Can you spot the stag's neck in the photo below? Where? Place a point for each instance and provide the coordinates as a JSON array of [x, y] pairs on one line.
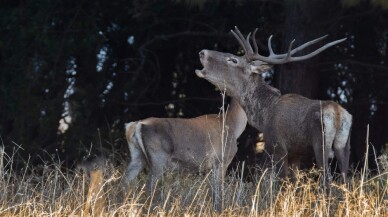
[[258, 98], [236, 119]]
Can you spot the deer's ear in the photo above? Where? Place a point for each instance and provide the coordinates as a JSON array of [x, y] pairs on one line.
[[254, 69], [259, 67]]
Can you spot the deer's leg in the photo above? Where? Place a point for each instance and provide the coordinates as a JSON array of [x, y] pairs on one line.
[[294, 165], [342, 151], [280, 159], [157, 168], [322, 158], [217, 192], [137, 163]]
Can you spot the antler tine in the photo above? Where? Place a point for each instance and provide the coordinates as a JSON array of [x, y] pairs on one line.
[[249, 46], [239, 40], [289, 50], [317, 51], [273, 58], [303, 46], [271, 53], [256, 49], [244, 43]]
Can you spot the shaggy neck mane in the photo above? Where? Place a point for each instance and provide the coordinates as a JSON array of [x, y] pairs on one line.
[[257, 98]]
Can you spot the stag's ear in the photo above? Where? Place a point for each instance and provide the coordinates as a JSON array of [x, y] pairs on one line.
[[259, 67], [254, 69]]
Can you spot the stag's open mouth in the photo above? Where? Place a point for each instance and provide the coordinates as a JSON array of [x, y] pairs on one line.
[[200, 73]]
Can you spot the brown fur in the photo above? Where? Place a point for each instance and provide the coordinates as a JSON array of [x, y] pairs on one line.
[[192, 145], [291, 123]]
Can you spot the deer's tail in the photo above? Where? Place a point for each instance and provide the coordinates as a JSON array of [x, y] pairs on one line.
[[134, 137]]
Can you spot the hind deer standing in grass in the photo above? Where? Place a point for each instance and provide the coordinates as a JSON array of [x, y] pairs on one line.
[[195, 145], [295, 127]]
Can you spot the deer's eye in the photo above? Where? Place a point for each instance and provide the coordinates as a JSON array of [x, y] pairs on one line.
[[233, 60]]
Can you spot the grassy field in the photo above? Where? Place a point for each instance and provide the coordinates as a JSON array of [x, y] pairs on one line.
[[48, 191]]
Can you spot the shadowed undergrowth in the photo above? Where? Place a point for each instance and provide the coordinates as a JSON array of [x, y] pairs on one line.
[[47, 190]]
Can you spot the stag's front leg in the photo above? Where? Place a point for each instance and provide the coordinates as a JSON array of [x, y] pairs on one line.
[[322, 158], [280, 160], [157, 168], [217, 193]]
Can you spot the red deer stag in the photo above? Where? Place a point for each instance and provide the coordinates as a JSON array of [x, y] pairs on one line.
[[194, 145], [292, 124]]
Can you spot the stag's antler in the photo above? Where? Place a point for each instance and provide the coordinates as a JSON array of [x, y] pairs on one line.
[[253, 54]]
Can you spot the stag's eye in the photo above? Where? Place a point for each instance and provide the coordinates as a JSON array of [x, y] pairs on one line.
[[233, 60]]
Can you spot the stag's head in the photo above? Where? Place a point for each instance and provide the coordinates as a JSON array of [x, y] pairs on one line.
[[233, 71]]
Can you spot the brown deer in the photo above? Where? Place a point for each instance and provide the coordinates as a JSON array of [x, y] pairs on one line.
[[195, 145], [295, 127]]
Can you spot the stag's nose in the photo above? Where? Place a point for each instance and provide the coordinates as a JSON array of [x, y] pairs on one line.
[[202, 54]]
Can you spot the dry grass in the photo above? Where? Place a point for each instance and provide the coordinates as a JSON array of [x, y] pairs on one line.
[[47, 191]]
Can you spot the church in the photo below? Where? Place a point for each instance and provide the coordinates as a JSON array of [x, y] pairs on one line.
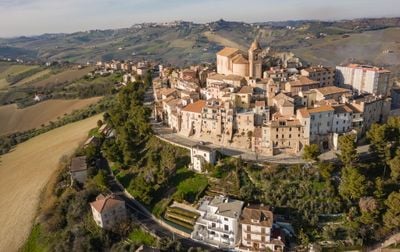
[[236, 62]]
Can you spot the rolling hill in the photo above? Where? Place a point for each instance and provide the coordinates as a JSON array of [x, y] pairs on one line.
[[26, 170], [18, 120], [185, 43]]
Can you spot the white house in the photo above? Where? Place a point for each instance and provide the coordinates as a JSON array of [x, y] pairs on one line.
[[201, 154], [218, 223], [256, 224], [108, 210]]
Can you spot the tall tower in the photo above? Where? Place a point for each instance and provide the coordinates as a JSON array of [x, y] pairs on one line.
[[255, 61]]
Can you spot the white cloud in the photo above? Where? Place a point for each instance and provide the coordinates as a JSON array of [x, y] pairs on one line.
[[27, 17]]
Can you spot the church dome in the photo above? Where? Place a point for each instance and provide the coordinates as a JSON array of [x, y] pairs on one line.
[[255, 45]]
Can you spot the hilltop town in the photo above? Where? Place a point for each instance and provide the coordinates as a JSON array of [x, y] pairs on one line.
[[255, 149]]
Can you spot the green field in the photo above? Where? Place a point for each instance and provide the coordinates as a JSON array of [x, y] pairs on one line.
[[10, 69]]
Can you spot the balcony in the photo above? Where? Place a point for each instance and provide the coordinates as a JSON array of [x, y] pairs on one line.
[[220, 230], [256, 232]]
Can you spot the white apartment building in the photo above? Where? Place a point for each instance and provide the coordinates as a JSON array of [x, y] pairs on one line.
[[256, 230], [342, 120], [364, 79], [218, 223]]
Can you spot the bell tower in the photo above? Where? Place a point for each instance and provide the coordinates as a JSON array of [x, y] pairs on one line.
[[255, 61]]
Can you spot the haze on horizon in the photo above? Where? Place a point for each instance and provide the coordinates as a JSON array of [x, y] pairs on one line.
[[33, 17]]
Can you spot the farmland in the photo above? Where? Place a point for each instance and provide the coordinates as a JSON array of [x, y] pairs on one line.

________

Task description
Rewrite the material from the line with "Can you spot the shadowed" up to and including the line with "[[322, 158], [280, 160], [157, 168], [217, 193]]", requests and all. Multiply each point coordinate in the answers by 1.7 and round it to a whole number, with halves rounded up.

Result of this task
Can you spot the shadowed undergrowth in the photo above? Where? Place a point for each instance and provide the coordinates as a JSON array of [x, y] pairs on one line.
[[80, 323]]
Can you spot the stag's front leg in the photo above? Where? Place a point for each instance and provide the coordinates as a JSON array of [x, y] pairs on one line.
[[547, 269], [476, 272], [267, 286], [369, 328]]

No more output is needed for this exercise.